== Do this ==
Collect every line of the records that contains the string "instance", matching case exactly, and copy each one out.

----------------------------------------

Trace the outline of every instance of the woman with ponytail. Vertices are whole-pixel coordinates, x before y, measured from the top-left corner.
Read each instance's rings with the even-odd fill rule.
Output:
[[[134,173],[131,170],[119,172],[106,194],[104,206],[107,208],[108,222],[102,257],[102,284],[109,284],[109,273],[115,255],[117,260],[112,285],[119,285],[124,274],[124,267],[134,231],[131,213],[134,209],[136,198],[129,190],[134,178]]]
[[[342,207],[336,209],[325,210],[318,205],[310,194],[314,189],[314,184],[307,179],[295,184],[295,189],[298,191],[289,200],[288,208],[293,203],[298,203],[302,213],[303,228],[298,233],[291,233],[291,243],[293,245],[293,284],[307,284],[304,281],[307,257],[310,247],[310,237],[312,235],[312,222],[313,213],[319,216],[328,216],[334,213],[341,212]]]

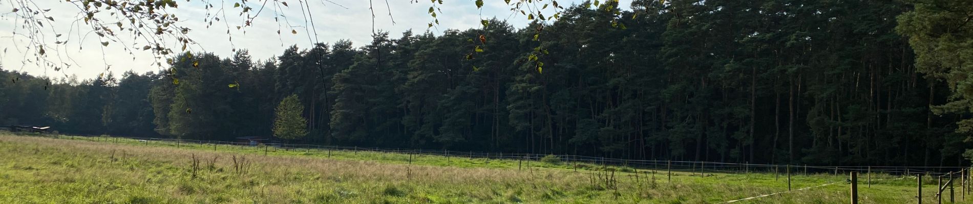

----------------------------------------

== Correct response ==
Trace the outline of every instance of the woman with ponytail. Vertices are whole-pixel coordinates, x before y, measured from the top-left corner.
Read each instance's rings with the even-odd fill rule.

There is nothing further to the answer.